Aim of the exercise
Of all the lines in the entries, how many carry the word "prompts"? The reply is that number and no more.
Data listing START
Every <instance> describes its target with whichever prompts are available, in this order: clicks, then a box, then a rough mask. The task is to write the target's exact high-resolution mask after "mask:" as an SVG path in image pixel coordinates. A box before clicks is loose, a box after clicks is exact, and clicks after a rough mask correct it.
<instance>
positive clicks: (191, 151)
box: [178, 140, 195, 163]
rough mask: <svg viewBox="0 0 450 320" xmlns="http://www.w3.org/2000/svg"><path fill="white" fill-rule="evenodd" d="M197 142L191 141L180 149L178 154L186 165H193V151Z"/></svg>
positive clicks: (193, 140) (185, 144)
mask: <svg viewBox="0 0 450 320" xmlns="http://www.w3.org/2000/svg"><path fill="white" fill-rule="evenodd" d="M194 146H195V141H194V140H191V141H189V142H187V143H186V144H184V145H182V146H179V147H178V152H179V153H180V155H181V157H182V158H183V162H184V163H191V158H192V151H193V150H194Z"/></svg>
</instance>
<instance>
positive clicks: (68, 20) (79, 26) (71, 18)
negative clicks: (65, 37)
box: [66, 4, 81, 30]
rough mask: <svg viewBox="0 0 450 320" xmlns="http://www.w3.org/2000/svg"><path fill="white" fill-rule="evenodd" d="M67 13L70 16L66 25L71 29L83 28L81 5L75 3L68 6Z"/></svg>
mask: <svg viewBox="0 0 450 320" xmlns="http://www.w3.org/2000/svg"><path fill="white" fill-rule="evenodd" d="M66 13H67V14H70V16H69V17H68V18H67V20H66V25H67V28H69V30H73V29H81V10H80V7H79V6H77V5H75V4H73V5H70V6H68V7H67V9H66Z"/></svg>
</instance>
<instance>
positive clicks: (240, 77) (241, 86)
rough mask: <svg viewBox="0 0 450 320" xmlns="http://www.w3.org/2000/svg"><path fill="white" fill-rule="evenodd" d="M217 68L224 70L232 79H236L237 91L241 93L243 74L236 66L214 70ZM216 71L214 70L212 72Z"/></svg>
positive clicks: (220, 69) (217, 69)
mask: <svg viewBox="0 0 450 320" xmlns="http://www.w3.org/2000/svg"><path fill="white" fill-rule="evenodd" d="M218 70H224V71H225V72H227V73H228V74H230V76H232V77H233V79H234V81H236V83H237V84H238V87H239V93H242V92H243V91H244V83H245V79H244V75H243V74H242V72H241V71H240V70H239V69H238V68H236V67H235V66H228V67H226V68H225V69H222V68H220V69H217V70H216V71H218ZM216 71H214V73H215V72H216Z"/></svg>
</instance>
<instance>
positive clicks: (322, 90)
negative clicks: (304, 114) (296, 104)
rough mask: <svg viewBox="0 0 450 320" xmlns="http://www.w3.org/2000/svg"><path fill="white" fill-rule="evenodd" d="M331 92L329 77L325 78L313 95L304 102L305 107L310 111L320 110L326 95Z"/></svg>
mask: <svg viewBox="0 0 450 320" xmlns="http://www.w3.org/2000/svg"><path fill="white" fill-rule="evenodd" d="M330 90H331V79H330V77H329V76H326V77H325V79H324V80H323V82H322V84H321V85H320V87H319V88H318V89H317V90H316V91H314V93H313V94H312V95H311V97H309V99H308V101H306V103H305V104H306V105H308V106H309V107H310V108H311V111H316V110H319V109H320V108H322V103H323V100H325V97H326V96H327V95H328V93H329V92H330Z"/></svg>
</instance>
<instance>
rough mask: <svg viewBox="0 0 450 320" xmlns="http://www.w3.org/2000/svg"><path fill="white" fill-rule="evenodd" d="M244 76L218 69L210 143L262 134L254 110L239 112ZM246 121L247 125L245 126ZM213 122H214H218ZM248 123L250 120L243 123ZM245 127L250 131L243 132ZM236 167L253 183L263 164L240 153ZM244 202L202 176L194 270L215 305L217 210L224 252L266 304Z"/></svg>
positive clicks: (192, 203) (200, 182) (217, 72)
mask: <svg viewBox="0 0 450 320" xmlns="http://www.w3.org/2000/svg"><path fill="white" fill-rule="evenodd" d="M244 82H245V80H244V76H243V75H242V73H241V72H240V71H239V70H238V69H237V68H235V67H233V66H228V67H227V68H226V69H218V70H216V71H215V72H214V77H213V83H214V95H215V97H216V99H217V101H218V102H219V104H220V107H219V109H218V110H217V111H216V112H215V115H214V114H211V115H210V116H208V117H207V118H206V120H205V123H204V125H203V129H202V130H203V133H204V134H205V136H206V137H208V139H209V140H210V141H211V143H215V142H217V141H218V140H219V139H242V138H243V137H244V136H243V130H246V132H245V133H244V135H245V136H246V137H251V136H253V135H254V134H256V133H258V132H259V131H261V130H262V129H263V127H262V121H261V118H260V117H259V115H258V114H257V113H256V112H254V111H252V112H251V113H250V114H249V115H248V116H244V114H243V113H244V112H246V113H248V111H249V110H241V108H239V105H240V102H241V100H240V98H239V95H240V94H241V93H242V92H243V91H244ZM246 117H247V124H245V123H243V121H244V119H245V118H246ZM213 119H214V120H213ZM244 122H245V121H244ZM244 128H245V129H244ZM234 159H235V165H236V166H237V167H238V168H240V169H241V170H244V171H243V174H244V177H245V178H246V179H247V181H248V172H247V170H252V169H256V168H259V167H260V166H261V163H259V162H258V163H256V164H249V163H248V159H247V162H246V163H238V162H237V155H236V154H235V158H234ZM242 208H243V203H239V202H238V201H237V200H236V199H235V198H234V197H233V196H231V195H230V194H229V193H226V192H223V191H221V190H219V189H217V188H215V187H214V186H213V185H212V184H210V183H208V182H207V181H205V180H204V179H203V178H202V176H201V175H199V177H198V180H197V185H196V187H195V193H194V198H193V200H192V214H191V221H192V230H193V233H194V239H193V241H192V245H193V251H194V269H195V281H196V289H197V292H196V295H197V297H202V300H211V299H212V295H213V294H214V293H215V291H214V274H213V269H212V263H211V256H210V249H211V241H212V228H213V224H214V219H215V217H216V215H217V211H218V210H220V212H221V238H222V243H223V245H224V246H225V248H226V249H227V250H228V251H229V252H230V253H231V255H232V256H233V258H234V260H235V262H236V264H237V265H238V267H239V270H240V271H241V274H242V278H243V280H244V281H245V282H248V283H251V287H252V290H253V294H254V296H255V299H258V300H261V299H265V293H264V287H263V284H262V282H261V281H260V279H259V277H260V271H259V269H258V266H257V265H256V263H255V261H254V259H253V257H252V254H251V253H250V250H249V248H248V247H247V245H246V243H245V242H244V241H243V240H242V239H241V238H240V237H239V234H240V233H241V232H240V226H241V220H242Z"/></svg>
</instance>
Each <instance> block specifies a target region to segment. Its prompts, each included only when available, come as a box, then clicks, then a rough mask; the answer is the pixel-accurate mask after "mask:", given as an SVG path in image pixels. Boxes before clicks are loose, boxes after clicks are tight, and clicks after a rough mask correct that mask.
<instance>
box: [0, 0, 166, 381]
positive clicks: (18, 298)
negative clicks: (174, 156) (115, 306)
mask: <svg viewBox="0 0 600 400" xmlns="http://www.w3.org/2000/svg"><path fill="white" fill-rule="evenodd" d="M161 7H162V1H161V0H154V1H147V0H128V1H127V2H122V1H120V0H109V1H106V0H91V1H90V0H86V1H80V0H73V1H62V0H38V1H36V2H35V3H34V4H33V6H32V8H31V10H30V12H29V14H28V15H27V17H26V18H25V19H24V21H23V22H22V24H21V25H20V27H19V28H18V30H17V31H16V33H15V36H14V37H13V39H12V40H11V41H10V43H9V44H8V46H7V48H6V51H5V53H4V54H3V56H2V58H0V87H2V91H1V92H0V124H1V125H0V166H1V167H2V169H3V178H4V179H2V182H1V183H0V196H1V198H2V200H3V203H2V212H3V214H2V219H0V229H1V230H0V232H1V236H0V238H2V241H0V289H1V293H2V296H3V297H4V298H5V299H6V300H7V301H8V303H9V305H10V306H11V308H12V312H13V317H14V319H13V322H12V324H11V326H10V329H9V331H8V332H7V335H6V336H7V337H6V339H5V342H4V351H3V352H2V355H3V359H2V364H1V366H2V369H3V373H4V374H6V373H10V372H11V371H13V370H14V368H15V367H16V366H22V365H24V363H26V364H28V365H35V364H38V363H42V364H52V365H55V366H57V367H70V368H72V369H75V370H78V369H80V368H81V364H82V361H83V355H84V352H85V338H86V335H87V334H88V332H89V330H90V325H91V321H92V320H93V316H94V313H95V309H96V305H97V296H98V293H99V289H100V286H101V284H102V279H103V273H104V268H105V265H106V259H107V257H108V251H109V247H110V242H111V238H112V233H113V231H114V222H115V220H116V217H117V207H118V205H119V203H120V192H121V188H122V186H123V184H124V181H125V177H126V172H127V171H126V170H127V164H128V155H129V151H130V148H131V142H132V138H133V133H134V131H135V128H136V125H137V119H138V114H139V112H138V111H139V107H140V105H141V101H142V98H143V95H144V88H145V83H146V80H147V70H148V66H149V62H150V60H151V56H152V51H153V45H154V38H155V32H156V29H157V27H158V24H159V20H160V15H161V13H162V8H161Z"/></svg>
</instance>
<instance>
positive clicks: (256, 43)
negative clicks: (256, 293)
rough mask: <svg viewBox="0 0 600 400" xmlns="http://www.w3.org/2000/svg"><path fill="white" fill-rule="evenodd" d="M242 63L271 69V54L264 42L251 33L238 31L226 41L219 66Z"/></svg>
Data listing END
Answer section
2